■ Written task
Please retype each of the entries below exactly as it appears.

☆ ☆ ☆

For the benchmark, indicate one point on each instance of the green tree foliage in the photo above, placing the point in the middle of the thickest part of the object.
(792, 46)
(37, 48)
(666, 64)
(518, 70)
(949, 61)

☆ ☆ ☆

■ Task result
For the benchmark, indicate one point on each instance of the green tree foliage in the photo above, placing the point in the middle of the thickest part of the object.
(792, 46)
(37, 48)
(666, 64)
(518, 70)
(949, 61)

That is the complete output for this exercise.